TEXT EXCERPT:
# # # #
Four Decades of Resilience: One Family’s Perspective on Our Mental Health System | NAMI

June 3, 2024

By Christine Sakdalan

Four Decades of Resilience: One Family's Perspective on Our Mental Health System

My daily work keeps me busy with priorities focused on developing strategies and initiatives launching and commercializing holistic therapies that have vast potential to impact lives in the mental health space. Healthcare has always been endlessly fascinating to me, but this work is especially close to my heart.

Over the last four decades, my family has supported my older brother, who has struggled with schizophrenia. I haven’t just seen firsthand the challenges that families face in caring for loved ones with mental illness and navigating the complexities of our healthcare system – I’ve witnessed my parents and my sister live through these challenges and I’ve personally lived through these challenges myself. It hasn’t always been easy to talk about, but I think our family story will resonate with many others who have silently lived this struggle.

My brother’s mental health struggles became apparent in his early 20s. He has always been highly intelligent with an excellent memory to this day and loved music, parties, and fashion but he began to struggle mightily when he was in college, ultimately unable to graduate or secure a job. (This is true in many cases; mental health issues become evident during college when many individuals are living on their own for the first time away from their familiar surroundings. This is one more reason why it’s so important that university leaders be educated about this challenge and equipped to provide greater support.)

My brother’s challenges frustrated my father a great deal; he assumed my brother was simply being lazy and not fully applying himself. Doctors initially thought he may have been manic-depressive and gave him medications that were likely counterproductive. But in his mid-20s, he was finally properly diagnosed with schizophrenia. My father decided my brother needed special care, given that he could not be self-sufficient.
# # # #
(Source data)
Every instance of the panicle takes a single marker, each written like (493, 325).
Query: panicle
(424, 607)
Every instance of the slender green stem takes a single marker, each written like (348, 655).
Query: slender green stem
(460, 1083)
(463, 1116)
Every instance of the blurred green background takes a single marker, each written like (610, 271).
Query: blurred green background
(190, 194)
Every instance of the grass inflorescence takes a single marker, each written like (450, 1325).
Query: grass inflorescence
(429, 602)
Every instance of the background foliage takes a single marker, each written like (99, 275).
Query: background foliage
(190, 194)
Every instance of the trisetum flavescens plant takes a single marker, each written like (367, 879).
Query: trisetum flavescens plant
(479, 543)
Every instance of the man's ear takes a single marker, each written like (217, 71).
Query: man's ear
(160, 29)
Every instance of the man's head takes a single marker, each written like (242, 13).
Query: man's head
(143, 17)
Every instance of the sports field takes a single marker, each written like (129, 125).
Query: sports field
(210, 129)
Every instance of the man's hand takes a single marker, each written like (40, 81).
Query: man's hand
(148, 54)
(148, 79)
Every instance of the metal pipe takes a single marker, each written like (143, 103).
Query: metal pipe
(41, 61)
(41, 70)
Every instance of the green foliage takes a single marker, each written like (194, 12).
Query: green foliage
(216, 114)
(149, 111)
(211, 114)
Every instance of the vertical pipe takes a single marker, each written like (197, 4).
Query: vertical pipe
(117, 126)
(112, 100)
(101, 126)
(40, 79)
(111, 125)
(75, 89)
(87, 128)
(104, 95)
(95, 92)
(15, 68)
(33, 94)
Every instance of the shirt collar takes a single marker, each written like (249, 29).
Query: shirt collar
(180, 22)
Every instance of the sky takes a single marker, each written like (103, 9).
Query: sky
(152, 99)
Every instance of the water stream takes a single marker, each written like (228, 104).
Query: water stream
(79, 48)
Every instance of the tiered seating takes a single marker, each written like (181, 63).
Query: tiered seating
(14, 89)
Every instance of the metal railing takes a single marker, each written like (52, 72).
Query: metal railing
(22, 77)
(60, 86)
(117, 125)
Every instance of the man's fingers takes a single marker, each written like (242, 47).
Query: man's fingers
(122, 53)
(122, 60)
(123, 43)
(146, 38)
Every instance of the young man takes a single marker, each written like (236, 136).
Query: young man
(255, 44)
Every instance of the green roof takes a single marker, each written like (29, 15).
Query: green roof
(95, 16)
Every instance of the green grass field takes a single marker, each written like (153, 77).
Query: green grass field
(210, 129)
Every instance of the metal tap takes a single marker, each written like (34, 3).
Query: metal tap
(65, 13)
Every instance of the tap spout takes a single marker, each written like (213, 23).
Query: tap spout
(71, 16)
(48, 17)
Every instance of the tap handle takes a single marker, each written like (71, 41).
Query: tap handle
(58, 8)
# # # #
CHECK YOUR UNDERSTANDING:
[A] According to the article on one family's experience with the mental health system, what three things did the author's brother love?
[B] Transcribe the passage of the article on one family's experience with the mental health system that begins with the words "June 3, 2024" and ends with "to my heart.".

ANSWERS TO THE PROBLEMS:
[A] Music, parties, and fashion.

[B]
June 3, 2024

By Christine Sakdalan

Four Decades of Resilience: One Family's Perspective on Our Mental Health System

My daily work keeps me busy with priorities focused on developing strategies and initiatives launching and commercializing holistic therapies that have vast potential to impact lives in the mental health space. Healthcare has always been endlessly fascinating to me, but this work is especially close to my heart.